§ **What you are asked to do**: Repeat the data below exactly, with every entry included.
(Data provided)
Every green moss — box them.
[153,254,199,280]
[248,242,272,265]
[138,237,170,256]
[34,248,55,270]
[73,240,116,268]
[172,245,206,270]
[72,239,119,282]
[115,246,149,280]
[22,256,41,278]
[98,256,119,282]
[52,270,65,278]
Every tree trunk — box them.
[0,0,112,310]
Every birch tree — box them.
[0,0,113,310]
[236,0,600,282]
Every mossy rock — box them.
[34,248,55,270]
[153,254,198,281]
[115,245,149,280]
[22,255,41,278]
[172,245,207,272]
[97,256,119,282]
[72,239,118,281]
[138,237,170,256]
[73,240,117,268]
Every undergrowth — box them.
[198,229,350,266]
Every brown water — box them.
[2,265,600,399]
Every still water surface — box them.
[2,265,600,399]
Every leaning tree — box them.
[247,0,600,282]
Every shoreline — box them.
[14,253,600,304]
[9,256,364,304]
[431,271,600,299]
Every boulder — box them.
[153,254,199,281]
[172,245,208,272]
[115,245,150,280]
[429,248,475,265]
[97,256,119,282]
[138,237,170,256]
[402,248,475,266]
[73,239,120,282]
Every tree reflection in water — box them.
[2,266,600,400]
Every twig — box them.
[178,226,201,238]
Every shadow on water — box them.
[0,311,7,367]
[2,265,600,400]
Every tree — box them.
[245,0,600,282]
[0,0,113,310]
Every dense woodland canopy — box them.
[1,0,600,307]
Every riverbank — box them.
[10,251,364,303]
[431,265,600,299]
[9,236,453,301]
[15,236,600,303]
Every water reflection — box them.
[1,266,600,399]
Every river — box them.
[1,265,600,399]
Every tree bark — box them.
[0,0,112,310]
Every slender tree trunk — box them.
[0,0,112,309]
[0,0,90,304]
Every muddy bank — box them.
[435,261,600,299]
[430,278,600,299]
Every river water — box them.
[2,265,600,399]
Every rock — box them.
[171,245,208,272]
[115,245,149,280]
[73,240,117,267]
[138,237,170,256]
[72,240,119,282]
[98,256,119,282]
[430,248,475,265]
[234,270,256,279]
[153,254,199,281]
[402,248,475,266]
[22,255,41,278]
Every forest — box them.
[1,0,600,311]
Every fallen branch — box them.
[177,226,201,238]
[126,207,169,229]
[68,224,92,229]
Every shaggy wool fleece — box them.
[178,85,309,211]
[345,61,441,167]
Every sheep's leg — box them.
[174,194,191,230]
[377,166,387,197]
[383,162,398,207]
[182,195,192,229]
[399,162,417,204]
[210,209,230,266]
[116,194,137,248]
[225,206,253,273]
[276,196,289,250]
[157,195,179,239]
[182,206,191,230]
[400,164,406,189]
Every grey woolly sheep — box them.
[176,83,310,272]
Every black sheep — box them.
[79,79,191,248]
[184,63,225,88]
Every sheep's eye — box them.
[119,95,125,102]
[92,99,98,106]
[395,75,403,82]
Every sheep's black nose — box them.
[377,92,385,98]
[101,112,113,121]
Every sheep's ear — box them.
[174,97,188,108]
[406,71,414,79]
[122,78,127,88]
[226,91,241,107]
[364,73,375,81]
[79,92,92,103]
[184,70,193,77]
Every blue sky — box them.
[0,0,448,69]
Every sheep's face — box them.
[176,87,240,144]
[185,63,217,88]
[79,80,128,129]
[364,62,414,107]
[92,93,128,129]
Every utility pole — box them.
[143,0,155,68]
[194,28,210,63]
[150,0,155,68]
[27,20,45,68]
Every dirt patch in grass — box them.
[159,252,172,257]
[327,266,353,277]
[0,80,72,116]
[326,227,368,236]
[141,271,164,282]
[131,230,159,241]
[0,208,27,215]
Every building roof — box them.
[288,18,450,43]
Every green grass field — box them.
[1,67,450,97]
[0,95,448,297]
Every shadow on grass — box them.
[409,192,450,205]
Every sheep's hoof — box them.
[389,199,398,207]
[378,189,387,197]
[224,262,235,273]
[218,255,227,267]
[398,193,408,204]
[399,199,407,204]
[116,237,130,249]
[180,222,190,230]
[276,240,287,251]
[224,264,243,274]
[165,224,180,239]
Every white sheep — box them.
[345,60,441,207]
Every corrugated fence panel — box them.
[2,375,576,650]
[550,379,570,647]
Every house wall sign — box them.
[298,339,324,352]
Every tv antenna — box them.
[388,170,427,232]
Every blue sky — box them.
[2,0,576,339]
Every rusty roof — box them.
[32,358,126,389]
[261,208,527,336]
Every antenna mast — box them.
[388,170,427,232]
(End Data provided)
§ **Response for this exercise**:
Every green moss — box them.
[153,254,199,280]
[248,242,272,265]
[138,237,170,256]
[34,248,55,270]
[73,240,116,268]
[172,245,206,270]
[72,239,119,282]
[115,246,149,280]
[22,256,41,278]
[98,256,119,282]
[52,270,65,278]
Every tree trunk — box them.
[0,0,112,310]
Every birch tree — box them.
[0,0,113,310]
[236,0,600,282]
Every mossy rock — box them.
[34,248,55,270]
[153,254,198,281]
[115,245,149,280]
[22,255,41,278]
[172,245,207,272]
[97,256,119,282]
[72,239,118,281]
[138,237,170,256]
[73,240,117,268]
Every undergrowth — box them.
[198,229,350,266]
Every brown water — box them.
[2,265,600,399]
Every still water surface — box them.
[2,265,600,399]
Every leaning tree — box them.
[247,0,600,282]
Every shoreline — box them.
[14,253,600,304]
[9,256,364,304]
[431,271,600,299]
Every boulder — box them.
[153,254,199,281]
[172,245,208,272]
[115,245,150,280]
[429,248,475,265]
[97,256,119,282]
[138,237,170,256]
[402,248,475,266]
[73,239,120,282]
Every tree reflection in water — box them.
[2,266,600,400]
Every twig — box them.
[178,226,201,238]
Every shadow on water — box them.
[0,311,7,367]
[2,265,600,400]
Every tree — box them.
[245,0,600,282]
[0,0,113,310]
Every dense woodland canopy — box them.
[1,0,600,307]
Every riverbank — box them.
[10,251,364,303]
[431,265,600,299]
[9,236,453,301]
[15,236,600,303]
Every water reflection — box them.
[1,266,600,399]
Every river — box them.
[1,265,600,399]
Every tree bark — box them.
[0,0,112,310]
Every slender tree trunk — box them.
[0,0,112,309]
[0,0,90,304]
Every muddy bank — box them.
[435,261,600,299]
[430,278,600,299]
Every river water — box them.
[2,265,600,399]
Every rock — box them.
[171,245,208,272]
[115,245,149,280]
[73,240,117,267]
[138,237,170,256]
[72,240,119,282]
[98,256,119,282]
[430,248,475,265]
[234,270,256,279]
[153,254,199,281]
[402,248,475,266]
[22,255,41,278]
Every forest — box them.
[1,0,600,311]
Every fallen branch — box them.
[177,226,201,238]
[126,207,169,229]
[68,224,92,229]
Every shaggy wool fleece — box them.
[178,85,309,211]
[345,61,441,167]
Every sheep's leg — box them.
[174,194,191,230]
[377,166,387,197]
[383,162,398,207]
[182,195,192,229]
[399,162,417,204]
[210,209,230,266]
[116,194,137,248]
[225,206,253,273]
[276,196,289,250]
[157,195,179,239]
[182,206,191,230]
[400,164,406,189]
Every grey woolly sheep — box them.
[176,83,310,272]
Every black sheep — box them.
[79,79,191,248]
[184,63,225,88]
Every sheep's eye — box them.
[119,95,125,102]
[92,99,98,106]
[395,75,403,82]
Every sheep's black nose — box them.
[377,92,385,98]
[101,112,113,121]
Every sheep's ear — box them.
[174,97,188,108]
[406,71,414,79]
[122,78,127,88]
[226,91,241,107]
[364,73,375,81]
[79,92,92,103]
[184,70,193,77]
Every blue sky — box them.
[0,0,448,69]
Every sheep's face — box them.
[176,87,240,144]
[185,63,217,88]
[79,80,128,129]
[364,62,414,107]
[92,93,128,129]
Every utility pole — box them.
[143,0,155,68]
[194,28,210,63]
[150,0,155,68]
[27,20,45,68]
Every dirt patch in grass — box them.
[159,252,172,257]
[327,266,353,277]
[0,80,72,116]
[326,227,368,236]
[141,271,164,282]
[131,230,159,241]
[0,208,27,215]
Every building roof — box them.
[288,18,450,43]
Every green grass field — box them.
[1,67,450,97]
[0,95,448,297]
Every shadow on grass — box them.
[409,192,450,205]
Every sheep's hoof — box them.
[389,199,398,207]
[378,189,387,197]
[224,262,235,273]
[218,255,227,267]
[398,193,408,204]
[399,199,407,204]
[116,237,130,249]
[180,222,190,230]
[276,240,287,251]
[224,264,243,274]
[165,224,180,239]
Every white sheep — box them.
[345,60,441,207]
Every corrugated fence panel — box them.
[2,375,576,650]
[550,379,570,647]
Every house wall sign — box them.
[298,339,324,352]
Every tv antenna — box them.
[388,170,427,232]
Every blue sky — box them.
[2,0,576,339]
Every rusty roof — box them.
[32,358,126,389]
[261,208,527,336]
Every antenna mast — box them.
[388,170,427,232]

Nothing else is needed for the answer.